** DIRECTIONS FOR THIS TASK **
Every record must appear in the response exactly as given.

(Records excerpted from a collection)
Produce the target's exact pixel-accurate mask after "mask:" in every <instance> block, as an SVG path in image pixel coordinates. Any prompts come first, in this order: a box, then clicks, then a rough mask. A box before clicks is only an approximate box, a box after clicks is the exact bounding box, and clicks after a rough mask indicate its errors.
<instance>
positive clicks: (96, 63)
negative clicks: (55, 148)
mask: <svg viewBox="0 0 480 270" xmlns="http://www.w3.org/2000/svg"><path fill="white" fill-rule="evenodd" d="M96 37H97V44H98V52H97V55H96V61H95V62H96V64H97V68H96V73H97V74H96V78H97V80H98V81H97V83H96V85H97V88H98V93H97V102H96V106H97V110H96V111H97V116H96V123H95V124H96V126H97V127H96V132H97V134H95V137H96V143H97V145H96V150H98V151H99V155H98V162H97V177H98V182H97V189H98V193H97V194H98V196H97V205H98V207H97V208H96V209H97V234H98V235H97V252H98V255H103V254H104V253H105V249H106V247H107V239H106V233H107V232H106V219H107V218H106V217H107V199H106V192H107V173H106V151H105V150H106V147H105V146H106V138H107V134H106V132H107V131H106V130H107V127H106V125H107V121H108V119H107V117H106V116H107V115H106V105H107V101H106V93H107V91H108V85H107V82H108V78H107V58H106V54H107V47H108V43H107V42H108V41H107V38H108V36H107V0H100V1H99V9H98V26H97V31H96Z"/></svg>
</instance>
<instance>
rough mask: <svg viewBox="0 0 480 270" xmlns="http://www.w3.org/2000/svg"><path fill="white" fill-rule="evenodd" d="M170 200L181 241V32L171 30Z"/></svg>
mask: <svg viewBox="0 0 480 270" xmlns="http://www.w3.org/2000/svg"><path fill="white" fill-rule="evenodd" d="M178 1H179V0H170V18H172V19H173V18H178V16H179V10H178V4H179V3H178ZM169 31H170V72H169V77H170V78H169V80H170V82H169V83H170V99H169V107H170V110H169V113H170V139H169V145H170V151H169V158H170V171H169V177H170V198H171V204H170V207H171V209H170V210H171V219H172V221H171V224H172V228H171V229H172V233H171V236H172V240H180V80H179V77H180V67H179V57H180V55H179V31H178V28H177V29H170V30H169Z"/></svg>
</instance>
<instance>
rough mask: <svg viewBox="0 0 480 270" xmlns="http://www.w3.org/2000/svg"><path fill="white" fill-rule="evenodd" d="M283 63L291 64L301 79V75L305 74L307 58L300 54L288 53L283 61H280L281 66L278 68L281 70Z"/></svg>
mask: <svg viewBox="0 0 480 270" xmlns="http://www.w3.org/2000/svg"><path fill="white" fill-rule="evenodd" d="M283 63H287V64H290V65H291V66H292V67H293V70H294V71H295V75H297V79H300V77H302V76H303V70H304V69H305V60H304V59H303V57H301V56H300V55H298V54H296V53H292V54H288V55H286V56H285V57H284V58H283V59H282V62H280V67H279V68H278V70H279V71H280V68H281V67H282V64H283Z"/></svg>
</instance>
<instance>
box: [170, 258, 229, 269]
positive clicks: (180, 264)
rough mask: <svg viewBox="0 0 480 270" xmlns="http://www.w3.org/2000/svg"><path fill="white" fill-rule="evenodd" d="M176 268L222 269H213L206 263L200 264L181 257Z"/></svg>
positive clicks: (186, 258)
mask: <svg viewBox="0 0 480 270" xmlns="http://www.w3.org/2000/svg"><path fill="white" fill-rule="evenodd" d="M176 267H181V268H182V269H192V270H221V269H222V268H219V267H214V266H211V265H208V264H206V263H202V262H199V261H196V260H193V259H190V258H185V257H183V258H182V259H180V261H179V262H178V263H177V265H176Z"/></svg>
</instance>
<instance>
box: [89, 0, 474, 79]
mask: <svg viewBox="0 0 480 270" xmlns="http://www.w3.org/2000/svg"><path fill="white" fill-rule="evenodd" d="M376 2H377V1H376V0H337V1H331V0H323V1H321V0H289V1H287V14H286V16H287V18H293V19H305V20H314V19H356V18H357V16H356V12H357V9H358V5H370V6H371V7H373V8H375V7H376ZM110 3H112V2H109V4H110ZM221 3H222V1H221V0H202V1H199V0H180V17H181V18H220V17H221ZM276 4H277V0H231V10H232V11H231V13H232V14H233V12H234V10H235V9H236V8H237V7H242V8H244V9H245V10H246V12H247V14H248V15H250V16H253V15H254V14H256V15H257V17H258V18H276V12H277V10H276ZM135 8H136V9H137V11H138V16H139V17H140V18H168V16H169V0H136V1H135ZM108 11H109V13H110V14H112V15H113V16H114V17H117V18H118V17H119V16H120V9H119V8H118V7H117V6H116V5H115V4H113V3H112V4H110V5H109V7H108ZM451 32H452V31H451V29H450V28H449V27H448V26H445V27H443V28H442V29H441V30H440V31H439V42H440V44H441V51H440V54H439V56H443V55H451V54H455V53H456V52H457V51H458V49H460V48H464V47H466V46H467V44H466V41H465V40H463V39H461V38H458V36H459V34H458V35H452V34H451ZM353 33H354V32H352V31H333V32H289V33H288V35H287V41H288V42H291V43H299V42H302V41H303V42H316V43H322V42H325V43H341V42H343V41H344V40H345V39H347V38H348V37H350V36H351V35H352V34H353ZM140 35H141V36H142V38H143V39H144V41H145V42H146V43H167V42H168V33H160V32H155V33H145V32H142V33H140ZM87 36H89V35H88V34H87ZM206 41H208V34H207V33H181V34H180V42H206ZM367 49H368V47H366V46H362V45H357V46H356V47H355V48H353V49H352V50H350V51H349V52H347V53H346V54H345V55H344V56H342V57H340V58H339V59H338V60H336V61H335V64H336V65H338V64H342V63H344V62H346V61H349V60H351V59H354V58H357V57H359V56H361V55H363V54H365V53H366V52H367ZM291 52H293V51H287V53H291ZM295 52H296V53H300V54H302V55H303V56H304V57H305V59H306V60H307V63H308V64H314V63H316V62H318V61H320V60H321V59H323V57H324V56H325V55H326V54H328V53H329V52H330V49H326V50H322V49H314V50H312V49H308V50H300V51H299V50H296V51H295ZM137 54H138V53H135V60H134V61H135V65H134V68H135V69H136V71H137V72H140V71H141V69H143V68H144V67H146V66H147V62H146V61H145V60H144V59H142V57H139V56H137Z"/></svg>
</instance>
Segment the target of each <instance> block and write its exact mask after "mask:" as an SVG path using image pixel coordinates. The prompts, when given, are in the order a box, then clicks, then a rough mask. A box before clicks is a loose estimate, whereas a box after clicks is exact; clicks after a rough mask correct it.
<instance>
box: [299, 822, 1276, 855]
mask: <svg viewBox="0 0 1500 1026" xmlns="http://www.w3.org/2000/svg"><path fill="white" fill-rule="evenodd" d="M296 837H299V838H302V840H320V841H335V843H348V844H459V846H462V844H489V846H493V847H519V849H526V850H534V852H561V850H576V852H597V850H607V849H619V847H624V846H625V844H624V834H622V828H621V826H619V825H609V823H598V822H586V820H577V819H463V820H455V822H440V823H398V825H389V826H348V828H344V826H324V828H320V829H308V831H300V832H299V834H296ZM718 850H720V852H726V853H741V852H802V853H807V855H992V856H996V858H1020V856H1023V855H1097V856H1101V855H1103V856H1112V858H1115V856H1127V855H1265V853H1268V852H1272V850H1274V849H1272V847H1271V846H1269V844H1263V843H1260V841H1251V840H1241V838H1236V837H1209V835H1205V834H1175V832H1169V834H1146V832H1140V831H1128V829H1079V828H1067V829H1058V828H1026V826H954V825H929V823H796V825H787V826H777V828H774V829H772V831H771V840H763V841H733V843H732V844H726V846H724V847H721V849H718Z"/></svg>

** FINISHED TASK **
Produce the target's exact pixel-accurate mask after "mask:" in every <instance> block, as an SVG path in image pixel coordinates. Any prompts come first, in this order: a box, then clicks, then a rough mask. A box before clicks is only an approximate box, a box after clicks is the exact bounding box, and clicks after a rough mask indicate its errors.
<instance>
positive clicks: (96, 63)
negative clicks: (55, 148)
mask: <svg viewBox="0 0 480 270" xmlns="http://www.w3.org/2000/svg"><path fill="white" fill-rule="evenodd" d="M96 37H97V44H98V52H97V55H96V61H95V62H96V64H97V68H96V73H97V74H96V78H97V80H98V81H97V83H96V85H97V88H98V93H97V102H96V106H97V110H96V111H97V116H96V123H95V124H96V126H97V127H96V132H97V134H95V137H96V143H97V145H96V150H98V151H99V155H98V162H97V177H98V182H97V189H98V193H97V194H98V196H97V205H98V207H97V208H96V209H97V234H98V235H97V252H98V255H103V254H104V253H105V249H106V247H107V239H106V233H107V232H106V219H107V218H106V217H107V199H106V192H107V173H106V151H105V150H106V147H105V146H106V138H107V134H106V132H107V131H106V130H107V127H106V125H107V121H108V119H107V117H106V116H107V115H106V105H107V101H106V93H107V91H108V85H107V82H108V78H107V58H106V54H107V47H108V43H107V42H108V41H107V38H108V36H107V0H100V1H99V9H98V26H97V31H96Z"/></svg>
</instance>
<instance>
rough mask: <svg viewBox="0 0 480 270" xmlns="http://www.w3.org/2000/svg"><path fill="white" fill-rule="evenodd" d="M170 200L181 241V32L171 30Z"/></svg>
mask: <svg viewBox="0 0 480 270" xmlns="http://www.w3.org/2000/svg"><path fill="white" fill-rule="evenodd" d="M178 1H179V0H170V18H172V19H173V18H178V16H179V10H178V4H179V3H178ZM169 31H170V72H169V77H170V78H169V80H170V82H169V83H170V99H169V107H170V110H169V113H170V139H169V145H170V151H169V158H170V171H169V177H170V198H171V204H170V207H171V209H170V210H171V219H172V221H171V224H172V228H171V229H172V233H171V236H172V240H180V80H179V77H180V67H179V57H180V55H179V31H178V28H177V29H170V30H169Z"/></svg>
</instance>
<instance>
rough mask: <svg viewBox="0 0 480 270" xmlns="http://www.w3.org/2000/svg"><path fill="white" fill-rule="evenodd" d="M283 63L291 64L301 79V75L305 74L307 58L300 54L288 53L283 61H280L281 66L278 68L281 70Z"/></svg>
mask: <svg viewBox="0 0 480 270" xmlns="http://www.w3.org/2000/svg"><path fill="white" fill-rule="evenodd" d="M283 63H287V64H290V65H291V66H292V67H293V70H294V71H295V75H297V79H300V77H302V76H303V70H304V69H305V60H304V59H303V57H301V56H300V55H298V54H296V53H292V54H288V55H286V56H285V57H284V58H283V59H282V62H280V67H279V68H278V70H279V71H280V68H281V67H282V64H283Z"/></svg>
</instance>
<instance>
box: [170, 258, 229, 269]
positive clicks: (180, 264)
rough mask: <svg viewBox="0 0 480 270" xmlns="http://www.w3.org/2000/svg"><path fill="white" fill-rule="evenodd" d="M176 268L222 269H213L206 263L200 264L181 257Z"/></svg>
positive clicks: (186, 258)
mask: <svg viewBox="0 0 480 270" xmlns="http://www.w3.org/2000/svg"><path fill="white" fill-rule="evenodd" d="M176 267H181V268H182V269H192V270H221V269H222V268H219V267H214V266H211V265H208V264H206V263H202V262H199V261H196V260H193V259H190V258H185V257H183V258H182V259H180V261H179V262H178V263H177V265H176Z"/></svg>
</instance>
<instance>
box: [89, 0, 474, 79]
mask: <svg viewBox="0 0 480 270" xmlns="http://www.w3.org/2000/svg"><path fill="white" fill-rule="evenodd" d="M376 2H377V1H376V0H337V1H331V0H323V1H321V0H289V1H287V14H286V16H287V18H293V19H305V20H314V19H356V18H357V16H356V12H357V9H358V5H370V6H371V7H373V8H375V7H376ZM110 3H112V2H109V4H110ZM221 3H222V1H221V0H202V1H199V0H180V17H181V18H220V17H221ZM276 4H277V0H231V10H232V11H231V13H232V14H233V12H234V10H235V9H236V8H237V7H242V8H244V9H245V10H246V12H247V14H248V15H250V16H253V15H254V14H256V15H257V17H258V18H276V12H277V10H276ZM135 8H136V9H137V11H138V16H139V17H140V18H168V16H169V0H136V1H135ZM108 11H109V13H110V14H112V15H113V16H114V17H117V18H118V17H119V16H120V9H119V8H118V7H117V6H116V5H115V4H113V3H112V4H110V5H109V7H108ZM451 32H452V31H451V29H450V28H449V27H448V26H445V27H443V28H442V29H441V30H440V31H439V42H440V44H441V51H440V54H439V56H443V55H451V54H455V53H456V52H457V51H458V49H460V48H464V47H466V46H467V44H466V41H465V40H463V39H461V38H458V36H459V34H458V35H452V34H451ZM353 33H354V32H352V31H333V32H289V33H288V35H287V41H288V42H291V43H299V42H302V41H303V42H316V43H322V42H325V43H341V42H343V41H344V40H345V39H347V38H348V37H350V36H351V35H352V34H353ZM140 35H141V36H142V38H143V39H144V41H145V42H146V43H167V42H168V33H160V32H155V33H145V32H142V33H140ZM87 36H89V35H88V34H87ZM206 41H208V34H207V33H181V34H180V42H206ZM367 49H368V47H366V46H362V45H357V46H356V47H355V48H353V49H352V50H350V51H349V52H347V53H346V54H345V55H344V56H342V57H340V58H339V59H338V60H336V61H335V64H336V65H338V64H342V63H344V62H346V61H349V60H351V59H354V58H357V57H359V56H361V55H363V54H365V53H366V52H367ZM291 52H293V51H287V53H291ZM295 52H296V53H300V54H302V55H303V56H304V57H305V59H306V60H307V63H308V64H314V63H316V62H318V61H320V60H321V59H323V57H324V56H325V55H326V54H328V53H329V52H330V49H326V50H322V49H314V50H312V49H308V50H300V51H299V50H296V51H295ZM137 54H138V53H135V60H134V61H135V65H134V68H135V69H136V71H137V72H140V71H141V69H143V68H144V67H146V66H147V62H146V61H145V60H144V59H142V57H139V56H137Z"/></svg>
</instance>
Segment the target of each <instance> block and write its exact mask after "mask:" as an SVG path using image pixel coordinates. The prompts, when given, are in the order a box, then clicks, then a rough mask. A box before clicks is a loose estimate, whereas a box after clicks is exact; clicks after a rough mask correct it.
<instance>
box: [299, 822, 1276, 855]
mask: <svg viewBox="0 0 1500 1026" xmlns="http://www.w3.org/2000/svg"><path fill="white" fill-rule="evenodd" d="M296 837H299V838H302V840H320V841H335V843H348V844H459V846H462V844H489V846H493V847H519V849H526V850H534V852H561V850H576V852H597V850H607V849H619V847H624V846H625V844H624V834H622V828H621V826H619V825H609V823H598V822H586V820H577V819H463V820H455V822H440V823H398V825H389V826H348V828H344V826H324V828H320V829H308V831H300V832H299V834H296ZM718 850H720V852H726V853H741V852H802V853H807V855H992V856H996V858H1020V856H1023V855H1097V856H1101V855H1103V856H1112V858H1115V856H1127V855H1265V853H1268V852H1272V850H1274V849H1272V847H1271V846H1269V844H1263V843H1260V841H1251V840H1241V838H1236V837H1209V835H1205V834H1175V832H1169V834H1146V832H1140V831H1128V829H1079V828H1067V829H1058V828H1026V826H954V825H929V823H796V825H787V826H777V828H774V829H772V831H771V840H763V841H733V843H732V844H726V846H724V847H721V849H718Z"/></svg>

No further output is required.